### Task statement
Return each of the rows below word for word, and leave the pictures out of your answer.

################

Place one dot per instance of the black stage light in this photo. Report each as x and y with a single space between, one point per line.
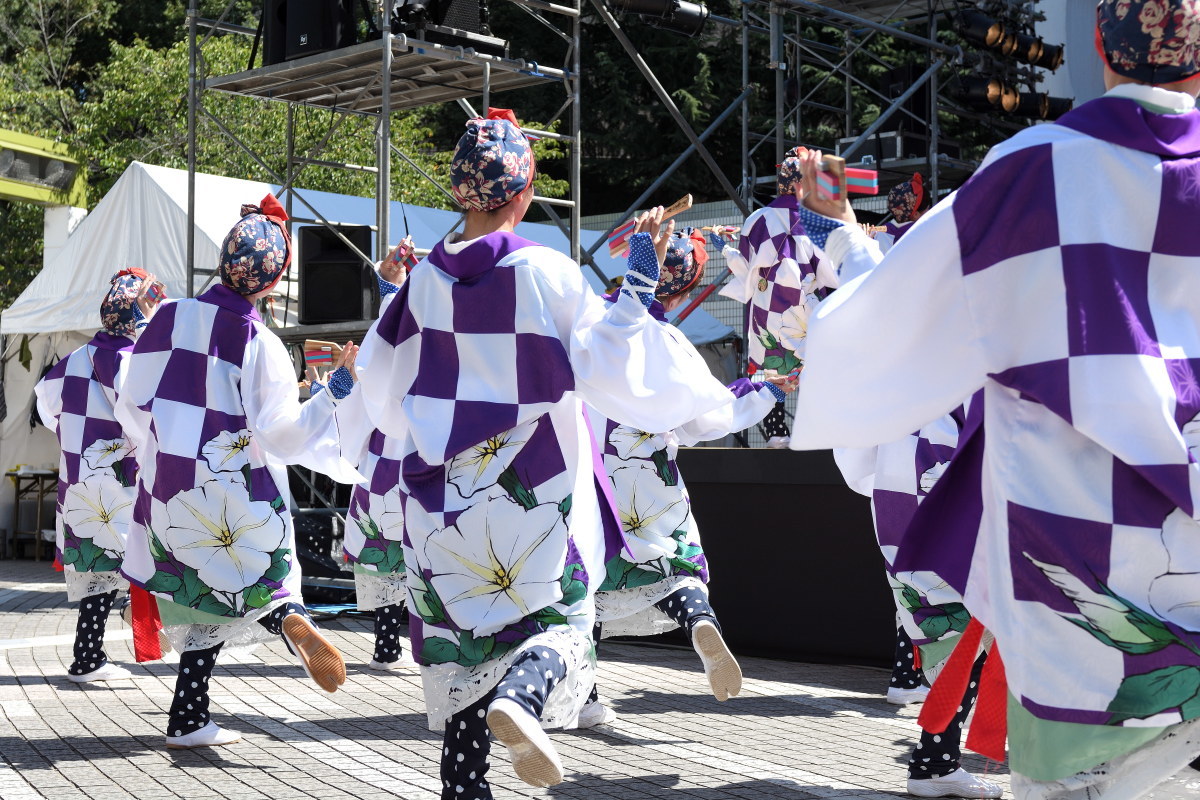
1033 104
1059 106
981 29
676 16
1050 58
1029 48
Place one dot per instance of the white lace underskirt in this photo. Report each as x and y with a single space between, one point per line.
235 637
89 584
450 689
378 589
1126 777
631 612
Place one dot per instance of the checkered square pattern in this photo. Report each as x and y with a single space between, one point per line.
1068 265
77 398
777 270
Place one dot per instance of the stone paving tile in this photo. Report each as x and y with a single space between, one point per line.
798 732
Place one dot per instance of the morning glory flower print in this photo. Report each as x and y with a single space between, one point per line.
631 443
478 468
99 509
106 452
495 579
649 512
226 452
223 535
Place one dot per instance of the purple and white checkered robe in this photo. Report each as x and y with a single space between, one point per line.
97 469
1065 280
663 549
480 367
211 403
898 476
781 276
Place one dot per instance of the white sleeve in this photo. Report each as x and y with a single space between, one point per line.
857 465
897 347
738 415
625 361
291 432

################

### Task response
Place one dot per instance of the black stage light in this photo. Report each as x and y with a single space between, one point per line.
1033 104
1059 106
981 29
676 16
1050 58
1029 48
Place one dot per instance of the white lace underskirt in this photo. Report each as x and y with a single space between, one point per line.
235 637
89 584
450 689
378 589
1126 777
631 612
Place one dot per instance of the checkered square pattern in this photo. Report each as x and y with a single space between, one point per line.
1068 265
77 398
777 270
Place one dot per instance of the stone paving tile in this photo. Report each as x and y with a single space between, one point per line.
798 732
Place one dot per instance of the morning glory flower print in this photo. Report each as x and y with a single space between, one point per line.
631 443
478 468
99 509
106 452
495 579
649 512
226 452
223 535
Place one dot per instance of the purple and white checkered robe in this photo. Report each as x and y with a single space between, one point per line.
97 469
1065 280
663 549
480 367
211 403
898 476
781 276
Place one dot per instance of the white sleeve in this photo. Report each as x and y with a single space between, one point per line.
857 465
897 347
738 415
625 361
291 432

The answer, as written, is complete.